**Instruções e requisitos:** Segundo o texto sobre o filme Girl, de Lukas Dhont, em torno de que história gira o filme?

**Texto da página:**

----

Lukas Dhont: "Girl tem um efeito visceral!"
Numa altura em que o cinema e o entretenimento em geral (em Londres, no West End, um dos maiores sucessos é o musical Jamie, sobre um adolescente de Sheffield que se torna drag queen tornam acessíveis temas tabu como a homossexualidade entre os adolescentes, surge Girl, de Lukas Dhont, que gira em torno de uma história verdadeira de um rapaz bailarino que luta para mudar de sexo. O filme é baseado numa história verdadeira e é já um conto de bandeira pelos direitos da comunidade transgender.

----

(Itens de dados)
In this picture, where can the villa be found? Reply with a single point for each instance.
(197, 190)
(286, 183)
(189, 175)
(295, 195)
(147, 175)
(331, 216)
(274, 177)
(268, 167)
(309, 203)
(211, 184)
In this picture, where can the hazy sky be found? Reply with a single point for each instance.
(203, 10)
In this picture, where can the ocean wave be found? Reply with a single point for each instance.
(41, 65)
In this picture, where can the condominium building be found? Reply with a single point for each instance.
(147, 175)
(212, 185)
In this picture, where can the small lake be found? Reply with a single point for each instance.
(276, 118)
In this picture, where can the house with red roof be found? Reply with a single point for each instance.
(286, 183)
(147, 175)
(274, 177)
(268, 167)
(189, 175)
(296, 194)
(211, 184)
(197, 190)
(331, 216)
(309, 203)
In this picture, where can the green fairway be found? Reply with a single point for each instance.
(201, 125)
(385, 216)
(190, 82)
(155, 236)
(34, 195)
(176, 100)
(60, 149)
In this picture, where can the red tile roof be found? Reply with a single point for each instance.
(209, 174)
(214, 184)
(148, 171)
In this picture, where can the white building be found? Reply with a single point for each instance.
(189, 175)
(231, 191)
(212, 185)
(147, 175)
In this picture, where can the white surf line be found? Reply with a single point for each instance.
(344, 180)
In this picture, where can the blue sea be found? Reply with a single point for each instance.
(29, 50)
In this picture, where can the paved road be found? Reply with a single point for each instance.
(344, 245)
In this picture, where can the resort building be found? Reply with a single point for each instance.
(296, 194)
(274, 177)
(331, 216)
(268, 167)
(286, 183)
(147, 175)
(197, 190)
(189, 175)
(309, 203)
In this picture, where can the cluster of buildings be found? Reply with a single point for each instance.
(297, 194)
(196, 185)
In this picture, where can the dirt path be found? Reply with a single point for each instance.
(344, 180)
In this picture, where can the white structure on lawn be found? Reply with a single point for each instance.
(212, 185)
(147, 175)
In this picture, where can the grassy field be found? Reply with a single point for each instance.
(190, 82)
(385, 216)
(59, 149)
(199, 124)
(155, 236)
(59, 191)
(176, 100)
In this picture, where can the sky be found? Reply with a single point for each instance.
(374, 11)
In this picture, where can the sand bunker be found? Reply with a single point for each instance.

----

**Resultado do exercício:** De uma história verdadeira de um rapaz bailarino que luta para mudar de sexo.